(GOAL):
The records below must be copied in full; omit the images.

(Location labeling records):
####

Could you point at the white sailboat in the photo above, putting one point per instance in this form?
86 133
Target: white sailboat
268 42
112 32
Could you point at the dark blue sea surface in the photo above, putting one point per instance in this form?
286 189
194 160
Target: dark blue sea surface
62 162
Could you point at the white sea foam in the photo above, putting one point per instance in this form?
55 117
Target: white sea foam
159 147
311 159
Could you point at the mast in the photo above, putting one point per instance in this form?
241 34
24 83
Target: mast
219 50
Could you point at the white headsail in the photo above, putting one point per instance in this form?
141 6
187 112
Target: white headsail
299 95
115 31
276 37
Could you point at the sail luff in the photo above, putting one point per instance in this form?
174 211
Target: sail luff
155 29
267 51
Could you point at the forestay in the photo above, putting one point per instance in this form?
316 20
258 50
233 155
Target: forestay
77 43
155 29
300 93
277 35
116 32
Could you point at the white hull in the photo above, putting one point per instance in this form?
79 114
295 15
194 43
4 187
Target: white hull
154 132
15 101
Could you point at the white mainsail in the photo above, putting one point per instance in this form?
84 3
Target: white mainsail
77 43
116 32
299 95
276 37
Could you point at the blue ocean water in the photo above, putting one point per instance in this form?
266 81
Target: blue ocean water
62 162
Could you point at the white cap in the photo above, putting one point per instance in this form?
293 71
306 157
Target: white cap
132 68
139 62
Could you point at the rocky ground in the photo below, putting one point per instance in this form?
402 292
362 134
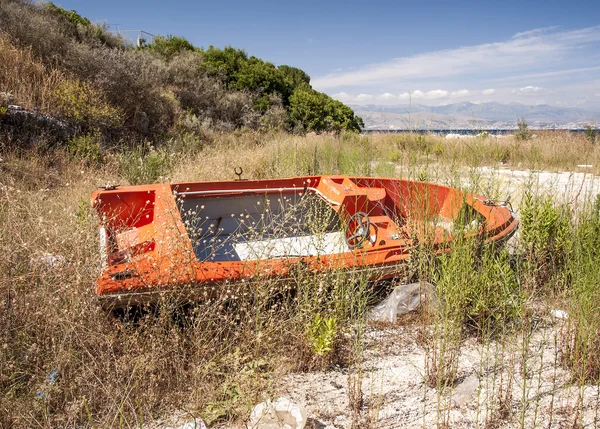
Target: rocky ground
519 382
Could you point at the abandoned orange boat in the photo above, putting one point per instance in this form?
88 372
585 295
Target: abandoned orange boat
190 239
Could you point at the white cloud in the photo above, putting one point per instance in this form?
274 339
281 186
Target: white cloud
341 96
460 93
364 97
534 32
528 90
431 95
527 51
386 96
438 93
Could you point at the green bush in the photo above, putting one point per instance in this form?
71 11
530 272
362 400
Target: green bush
318 112
86 148
85 105
170 46
142 165
523 131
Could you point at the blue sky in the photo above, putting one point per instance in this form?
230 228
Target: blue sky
395 52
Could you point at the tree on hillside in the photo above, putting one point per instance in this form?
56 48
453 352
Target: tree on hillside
318 112
170 46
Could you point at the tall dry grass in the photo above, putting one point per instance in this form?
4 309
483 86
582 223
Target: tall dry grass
217 359
31 83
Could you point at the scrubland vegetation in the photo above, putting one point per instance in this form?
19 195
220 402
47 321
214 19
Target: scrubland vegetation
217 359
172 112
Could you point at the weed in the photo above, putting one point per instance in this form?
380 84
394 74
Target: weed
523 131
321 334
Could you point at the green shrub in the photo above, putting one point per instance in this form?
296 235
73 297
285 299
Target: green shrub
523 131
86 148
170 46
142 165
477 289
85 105
321 334
591 133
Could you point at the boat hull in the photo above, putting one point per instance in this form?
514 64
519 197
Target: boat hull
188 241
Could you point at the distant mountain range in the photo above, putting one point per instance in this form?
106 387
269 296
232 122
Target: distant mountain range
467 115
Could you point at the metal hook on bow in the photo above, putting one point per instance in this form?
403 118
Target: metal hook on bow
238 174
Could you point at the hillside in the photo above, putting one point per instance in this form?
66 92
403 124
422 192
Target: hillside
468 115
58 64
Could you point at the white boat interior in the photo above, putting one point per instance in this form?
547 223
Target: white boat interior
261 226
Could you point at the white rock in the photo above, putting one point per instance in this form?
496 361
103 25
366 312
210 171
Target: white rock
281 414
559 314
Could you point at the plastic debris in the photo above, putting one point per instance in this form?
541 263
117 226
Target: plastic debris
281 414
466 392
559 314
51 379
53 376
197 423
50 260
403 299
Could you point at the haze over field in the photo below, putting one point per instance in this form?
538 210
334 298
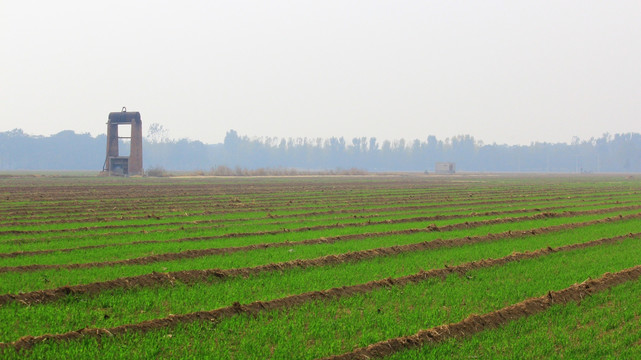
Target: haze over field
501 71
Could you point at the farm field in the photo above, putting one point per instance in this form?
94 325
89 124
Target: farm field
399 267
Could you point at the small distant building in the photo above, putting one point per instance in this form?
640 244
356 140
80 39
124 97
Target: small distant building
115 164
445 168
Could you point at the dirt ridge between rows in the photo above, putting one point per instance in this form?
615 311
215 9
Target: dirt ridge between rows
434 206
476 323
253 308
192 276
426 218
190 254
346 211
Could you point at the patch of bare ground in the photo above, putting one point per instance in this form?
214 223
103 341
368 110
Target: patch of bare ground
189 254
447 203
468 326
191 276
424 218
477 323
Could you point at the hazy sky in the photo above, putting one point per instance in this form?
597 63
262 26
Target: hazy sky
503 71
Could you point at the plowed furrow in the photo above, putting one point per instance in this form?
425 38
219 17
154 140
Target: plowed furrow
475 323
190 276
573 293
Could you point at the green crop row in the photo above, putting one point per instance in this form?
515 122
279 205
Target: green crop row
333 326
12 282
602 326
139 304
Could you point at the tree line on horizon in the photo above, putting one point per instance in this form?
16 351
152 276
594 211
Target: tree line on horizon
68 150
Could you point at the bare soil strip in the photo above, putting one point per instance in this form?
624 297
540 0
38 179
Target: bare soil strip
475 323
426 218
190 254
192 276
445 204
472 324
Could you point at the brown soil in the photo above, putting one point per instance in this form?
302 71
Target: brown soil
189 254
425 218
191 276
468 326
446 203
477 323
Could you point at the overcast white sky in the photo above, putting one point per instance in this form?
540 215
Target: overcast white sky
502 71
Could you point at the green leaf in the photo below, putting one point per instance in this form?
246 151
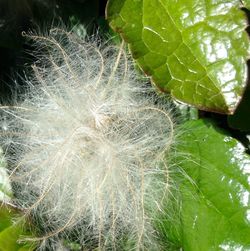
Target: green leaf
240 120
214 191
196 50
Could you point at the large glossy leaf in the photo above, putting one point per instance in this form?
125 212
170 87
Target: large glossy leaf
241 119
194 49
214 192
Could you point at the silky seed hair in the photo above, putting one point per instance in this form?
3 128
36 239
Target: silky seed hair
88 147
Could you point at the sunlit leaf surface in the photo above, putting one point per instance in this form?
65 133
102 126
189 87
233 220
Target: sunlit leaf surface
194 49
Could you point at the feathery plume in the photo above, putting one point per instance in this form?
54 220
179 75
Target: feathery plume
88 147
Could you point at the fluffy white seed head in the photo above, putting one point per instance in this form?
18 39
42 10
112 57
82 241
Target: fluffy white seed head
88 145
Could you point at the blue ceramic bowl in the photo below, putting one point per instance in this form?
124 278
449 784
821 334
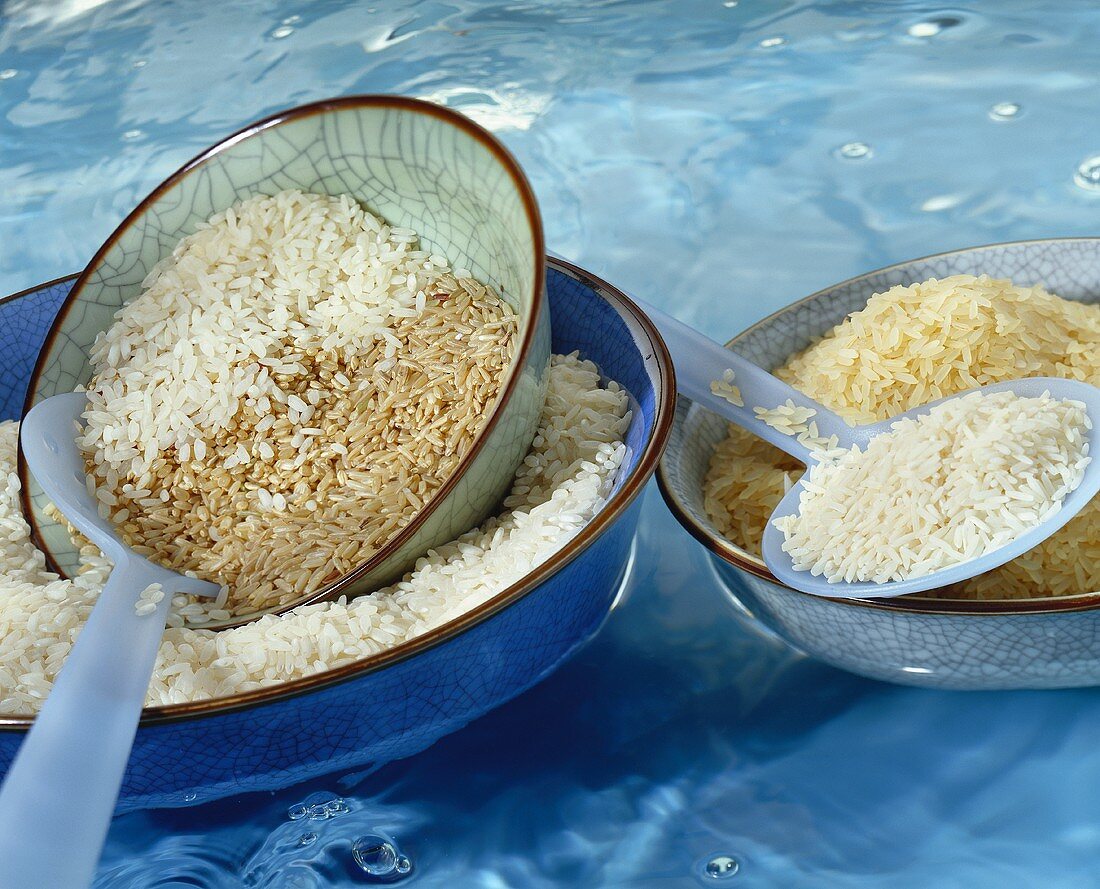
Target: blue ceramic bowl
398 702
919 640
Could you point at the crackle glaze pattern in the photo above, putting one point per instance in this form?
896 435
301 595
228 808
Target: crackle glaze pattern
915 644
413 164
406 704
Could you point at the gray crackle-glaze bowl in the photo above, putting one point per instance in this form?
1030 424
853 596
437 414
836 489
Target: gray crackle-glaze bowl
397 702
919 640
416 165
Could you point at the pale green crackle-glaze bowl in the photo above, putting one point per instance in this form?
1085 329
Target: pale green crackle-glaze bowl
415 164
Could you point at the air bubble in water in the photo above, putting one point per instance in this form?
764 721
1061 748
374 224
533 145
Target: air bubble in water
377 856
854 151
1088 174
722 867
931 28
1004 111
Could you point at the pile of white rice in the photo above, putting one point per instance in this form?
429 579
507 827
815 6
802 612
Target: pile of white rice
294 383
559 487
969 476
908 347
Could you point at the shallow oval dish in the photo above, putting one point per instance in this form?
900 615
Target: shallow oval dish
416 165
397 702
917 640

####

(REPLY TO THE TASK):
Could you point at the white sailboat in the photo above, putting one point per instance in this form?
86 133
Target: white sailboat
268 42
112 32
Could you point at the dark blue sea surface in the photo above, putting one point per instance in this form?
286 189
194 160
Target: dark blue sea surface
62 162
Could you point at the white sea foam in the photo above, putting one point per instance in this form?
55 117
Target: white sea foam
159 147
311 159
Could you point at the mast in the photo above, putting one point per instance in this form?
241 34
24 83
Target: mast
219 50
Could you point at the white headsail in the photo above, putting one point per instance in this form?
141 6
187 112
Target: white headsail
299 95
115 31
276 37
Could you point at the sail luff in the photo above, putting one point per instance in this form?
174 211
Target: sail luff
155 29
267 51
Could you point at the forestay in the photo above, putting one point per instance in this form?
316 20
258 50
233 155
Target: forestay
77 43
155 29
300 93
277 35
116 32
Could you point at the white hull in the photo above, putting one point per instance in this form?
79 114
295 15
194 43
4 187
Target: white hull
154 132
15 101
Could you point at the white mainsail in the photo above, putting one point per instance in this form?
84 3
Target: white mainsail
77 43
116 32
299 95
276 37
Could you point at the blue ocean water in the photo above, putting one point per instance in this form?
266 81
Target: blue ocean water
62 162
Could you point at the white cap in the photo above, putting one point per instance in this form?
293 71
306 157
Target: white cap
132 68
139 62
Could you point at the rocky ground in the photo below, putting one point per instance in this form?
402 292
362 134
Target: rocky ground
519 382
Could you point at the abandoned orange boat in the photo above, putting one point per instance in this form?
88 372
585 295
Target: abandoned orange boat
190 239
Could you point at the white cloud in the photo above, putting one point per instance in this form?
274 339
281 186
Target: white cloud
341 96
460 93
364 97
534 32
528 90
431 95
527 51
386 96
438 93
Could you point at the green bush in the photo above, putting one point per instance in this form?
71 11
530 272
362 400
Target: green bush
318 112
86 148
85 105
170 46
142 165
523 131
Could you point at the blue sky in the photo above, putting one point per instance in this form?
230 228
Target: blue sky
395 52
Could you point at the tree on hillside in the photo above, putting one point per instance in this form?
56 48
453 352
Target: tree on hillside
318 112
170 46
Could you point at the tall dry grass in the photo above, putting one point per instance in this form?
4 309
483 86
582 223
Target: tall dry grass
217 359
31 83
Could you point at the scrubland vegetation in the photo above, putting one point per instance in this form?
19 195
220 402
47 321
214 19
Target: scrubland vegetation
217 359
172 112
Could you point at the weed in the photo above, putting one point per instance in this form?
380 84
394 74
Target: weed
523 131
321 334
Could you point at the green shrub in the photo above, putting one point per instance in this form?
296 235
73 297
285 299
Target: green shrub
523 131
86 148
170 46
142 165
477 289
85 105
321 334
591 133
Could you point at the boat hull in the photo above, putting one point per instance in this form?
514 64
519 197
Target: boat hull
188 241
Could you point at the distant mountain range in the photo above, putting one point per instance in this form?
106 387
269 296
232 122
Target: distant mountain range
467 115
Could you point at the metal hook on bow in the photo above, putting one point per instance in this form?
403 118
Target: metal hook on bow
238 174
Could you point at the hillside in the photo above, putting one point per instance in this form?
66 92
403 124
422 192
Target: hillside
468 115
58 64
Could you point at the white boat interior in the photo above, putting one point per instance in this form?
547 223
Target: white boat interior
261 226
Could you point at the white rock in the photo above, putting one point per instance in this form?
496 361
103 25
366 312
210 171
Target: white rock
281 414
559 314
Could you point at the plastic debris in the photo above, putting one point per instance in this form?
541 263
117 226
Target: plastic debris
281 414
466 392
559 314
51 379
53 376
197 423
50 260
403 299
Could you point at the haze over field in the photo below, putting one point per instance in this form?
538 210
334 298
Target: haze over field
501 71
Could you point at the farm field in the photo above, putting one point per instance in this form?
94 325
89 124
Target: farm field
399 267
Could you point at the small distant building in the photo above, putting one point per instance in this form?
640 244
356 140
80 39
124 97
Target: small distant building
115 164
445 168
Could you point at the dirt ridge between rows in the photo above, putting one point per instance in this form?
615 311
215 9
Target: dirt ridge between rows
434 206
476 323
253 308
192 276
426 218
190 254
346 211
Could you point at the patch of bare ground in the photo above, putting one point per instance in this form?
214 223
103 341
368 110
Target: patch of bare ground
189 254
447 203
468 326
191 276
424 218
477 323
Could you point at the hazy sky in the photo above, putting one point per instance in this form?
597 63
262 26
Target: hazy sky
503 71
Could you point at the plowed furrow in the photo above, putting one point per instance in this form?
425 38
219 17
154 140
Target: plowed furrow
475 323
190 276
573 293
Could you point at the green crop row in the photo above, putting one point per instance in this form?
515 122
279 205
Target: green crop row
333 326
12 282
602 326
139 304
Could you point at the tree line on horizon in the photo above, putting one point per instance in this form?
16 351
152 276
594 211
Target: tree line on horizon
68 150
Could you point at the bare soil strip in the photo above, putting one point per instance in this form?
624 297
540 0
38 179
Target: bare soil strip
475 323
426 218
190 254
192 276
445 204
472 324
Could you point at the brown soil in the photo above, putting one point per instance in this form?
302 71
Target: brown soil
189 254
425 218
191 276
468 326
446 203
477 323
Could you point at the overcast white sky in the photo above, putting one point per instance in this form?
540 215
Target: overcast white sky
502 71
Could you point at the green leaf in the photo below, putting one point per instance in this form?
246 151
Target: green leaf
240 120
214 191
196 50
Could you point at the large glossy leaf in the photo above, putting one point per instance in this form?
125 212
170 87
Target: large glossy leaf
241 119
194 49
214 192
Could you point at the silky seed hair in the photo above, putting one point per instance in this form?
3 128
36 239
Target: silky seed hair
88 147
Could you point at the sunlit leaf surface in the photo above, putting one point per instance in this form?
65 133
102 126
189 87
233 220
Target: sunlit leaf surface
194 49
Could you point at the feathery plume in the photo above, putting one point per instance in this form?
54 220
179 75
Target: feathery plume
88 147
Could you point at the fluffy white seed head in the photo above, putting one point per instance in this form?
18 39
42 10
112 57
82 241
Target: fluffy white seed head
88 145
Could you point at the blue ceramic bowl in the photo below, putting one point per instance in this form?
124 278
449 784
821 334
Target: blue ceramic bowl
398 702
919 640
Could you point at the crackle glaze pattern in the photo above, putting one point per instance in this form?
896 435
301 595
228 808
Target: crackle glaze pattern
915 644
413 164
406 704
Could you point at the gray crackle-glaze bowl in the photo above, putting one point per instance in this form?
1030 424
853 596
437 414
836 489
Target: gray crackle-glaze bowl
397 702
919 640
416 165
Could you point at the pale green crackle-glaze bowl in the photo above, putting one point per instance in this form?
1085 329
Target: pale green crackle-glaze bowl
415 164
Could you point at the air bubble in water in the photo above, putting one point per instance in this form?
764 721
1061 748
374 224
533 145
Target: air bubble in water
377 856
854 151
1088 174
722 867
931 28
1004 111
Could you point at the pile of white rice in the photo above, putting one point per instance in this form?
429 579
507 827
815 6
802 612
Target: pile of white rice
294 383
559 487
969 476
908 347
Could you point at the shallow oval dish in the photo above, putting one point per instance in this form?
900 615
Target: shallow oval dish
416 165
397 702
917 640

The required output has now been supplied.